#### [Your objective]
Restate word for word the lines of the records below, starting at the line that contains "positive clicks: (102, 248)" and ending at the line that contains "box: [98, 239, 108, 261]", with both of those lines included and nothing else.

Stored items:
>>>>>

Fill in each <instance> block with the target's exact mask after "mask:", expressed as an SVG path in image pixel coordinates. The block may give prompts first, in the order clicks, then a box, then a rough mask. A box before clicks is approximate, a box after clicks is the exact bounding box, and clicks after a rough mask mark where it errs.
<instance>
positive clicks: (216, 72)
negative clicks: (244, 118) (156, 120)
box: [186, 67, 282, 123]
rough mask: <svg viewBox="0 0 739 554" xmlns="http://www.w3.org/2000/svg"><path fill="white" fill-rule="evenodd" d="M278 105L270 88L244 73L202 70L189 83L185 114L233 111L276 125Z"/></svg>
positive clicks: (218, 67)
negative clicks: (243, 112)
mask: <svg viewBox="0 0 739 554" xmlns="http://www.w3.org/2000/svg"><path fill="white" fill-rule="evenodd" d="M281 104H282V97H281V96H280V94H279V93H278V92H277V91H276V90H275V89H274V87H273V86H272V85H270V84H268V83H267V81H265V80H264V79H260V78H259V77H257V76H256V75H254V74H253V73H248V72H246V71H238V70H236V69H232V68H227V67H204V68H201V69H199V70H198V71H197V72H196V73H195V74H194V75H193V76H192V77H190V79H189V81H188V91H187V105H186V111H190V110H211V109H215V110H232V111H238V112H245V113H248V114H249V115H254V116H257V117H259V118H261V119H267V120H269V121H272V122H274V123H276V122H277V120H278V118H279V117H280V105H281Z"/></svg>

<<<<<
>>>>>

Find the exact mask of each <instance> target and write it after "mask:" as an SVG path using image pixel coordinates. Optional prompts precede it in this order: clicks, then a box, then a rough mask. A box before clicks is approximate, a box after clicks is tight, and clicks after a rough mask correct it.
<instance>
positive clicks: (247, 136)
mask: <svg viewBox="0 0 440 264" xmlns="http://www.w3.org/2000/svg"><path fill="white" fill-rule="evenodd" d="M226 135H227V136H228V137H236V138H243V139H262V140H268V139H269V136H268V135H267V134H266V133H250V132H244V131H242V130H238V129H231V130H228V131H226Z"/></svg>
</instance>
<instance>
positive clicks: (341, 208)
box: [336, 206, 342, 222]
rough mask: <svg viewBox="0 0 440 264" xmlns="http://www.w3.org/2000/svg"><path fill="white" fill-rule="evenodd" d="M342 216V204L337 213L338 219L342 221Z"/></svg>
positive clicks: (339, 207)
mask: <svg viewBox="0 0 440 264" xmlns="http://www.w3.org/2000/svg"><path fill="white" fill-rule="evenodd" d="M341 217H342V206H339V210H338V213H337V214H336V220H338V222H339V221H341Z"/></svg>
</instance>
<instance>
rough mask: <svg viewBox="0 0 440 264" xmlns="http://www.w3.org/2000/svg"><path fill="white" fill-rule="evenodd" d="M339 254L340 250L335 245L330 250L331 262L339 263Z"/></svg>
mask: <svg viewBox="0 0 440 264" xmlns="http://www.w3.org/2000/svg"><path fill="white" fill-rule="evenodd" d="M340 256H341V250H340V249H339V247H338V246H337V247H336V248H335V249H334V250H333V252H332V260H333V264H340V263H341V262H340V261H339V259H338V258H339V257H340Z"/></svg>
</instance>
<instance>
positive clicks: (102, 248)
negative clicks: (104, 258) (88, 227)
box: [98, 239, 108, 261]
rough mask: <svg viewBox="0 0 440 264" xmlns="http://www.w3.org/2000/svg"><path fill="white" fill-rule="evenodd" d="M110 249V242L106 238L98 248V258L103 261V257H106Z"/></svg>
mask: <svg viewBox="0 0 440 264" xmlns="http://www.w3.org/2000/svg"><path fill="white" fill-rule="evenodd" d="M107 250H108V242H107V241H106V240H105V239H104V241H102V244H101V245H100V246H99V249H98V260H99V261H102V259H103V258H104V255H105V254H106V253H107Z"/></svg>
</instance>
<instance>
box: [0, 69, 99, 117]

<<<<<
>>>>>

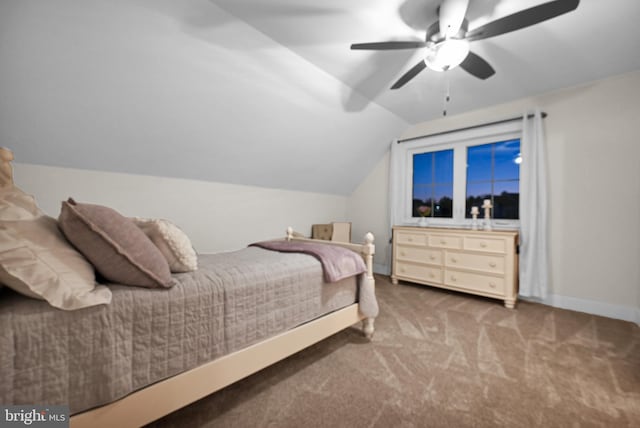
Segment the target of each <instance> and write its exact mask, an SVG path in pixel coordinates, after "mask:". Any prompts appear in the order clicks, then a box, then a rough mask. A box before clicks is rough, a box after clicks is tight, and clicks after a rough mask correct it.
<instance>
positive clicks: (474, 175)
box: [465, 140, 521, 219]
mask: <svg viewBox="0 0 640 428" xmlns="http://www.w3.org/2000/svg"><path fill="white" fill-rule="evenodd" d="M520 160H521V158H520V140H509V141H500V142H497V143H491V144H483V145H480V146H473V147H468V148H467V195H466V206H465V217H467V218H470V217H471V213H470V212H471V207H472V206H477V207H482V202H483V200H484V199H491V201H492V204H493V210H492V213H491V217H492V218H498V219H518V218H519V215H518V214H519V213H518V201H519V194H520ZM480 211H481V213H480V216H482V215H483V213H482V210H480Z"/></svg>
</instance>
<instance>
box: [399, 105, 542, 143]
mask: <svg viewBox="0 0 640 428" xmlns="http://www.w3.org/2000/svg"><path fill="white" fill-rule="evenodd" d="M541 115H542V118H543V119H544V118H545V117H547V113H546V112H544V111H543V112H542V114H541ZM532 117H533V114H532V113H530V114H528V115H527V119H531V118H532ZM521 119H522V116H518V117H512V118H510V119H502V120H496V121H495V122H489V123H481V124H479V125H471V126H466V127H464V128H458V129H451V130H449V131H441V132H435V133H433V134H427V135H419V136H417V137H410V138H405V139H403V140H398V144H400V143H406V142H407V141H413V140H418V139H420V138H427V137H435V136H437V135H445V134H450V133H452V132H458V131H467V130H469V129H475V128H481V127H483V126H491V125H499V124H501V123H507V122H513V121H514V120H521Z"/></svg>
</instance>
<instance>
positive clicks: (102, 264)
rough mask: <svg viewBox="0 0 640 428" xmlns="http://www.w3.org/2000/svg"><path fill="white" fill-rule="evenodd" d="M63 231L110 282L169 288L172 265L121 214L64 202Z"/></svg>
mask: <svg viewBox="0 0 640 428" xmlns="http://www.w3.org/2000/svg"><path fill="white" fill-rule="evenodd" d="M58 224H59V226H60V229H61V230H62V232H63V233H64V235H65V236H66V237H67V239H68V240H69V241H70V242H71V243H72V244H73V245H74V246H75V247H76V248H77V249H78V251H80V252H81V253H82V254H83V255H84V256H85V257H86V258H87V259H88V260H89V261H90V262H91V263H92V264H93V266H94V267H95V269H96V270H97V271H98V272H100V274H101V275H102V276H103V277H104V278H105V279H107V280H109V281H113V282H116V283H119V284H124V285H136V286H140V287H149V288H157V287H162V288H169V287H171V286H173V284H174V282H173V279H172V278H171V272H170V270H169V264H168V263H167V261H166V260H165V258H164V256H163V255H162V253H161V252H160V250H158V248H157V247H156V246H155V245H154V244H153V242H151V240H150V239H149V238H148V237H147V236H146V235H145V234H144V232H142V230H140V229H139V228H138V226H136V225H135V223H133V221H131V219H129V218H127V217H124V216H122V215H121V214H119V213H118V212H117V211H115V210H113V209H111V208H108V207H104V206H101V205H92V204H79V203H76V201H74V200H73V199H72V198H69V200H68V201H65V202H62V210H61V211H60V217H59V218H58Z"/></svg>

<<<<<

#### [Written solution]
positive clicks: (102, 248)
negative clicks: (104, 258) (88, 227)
box: [98, 239, 108, 261]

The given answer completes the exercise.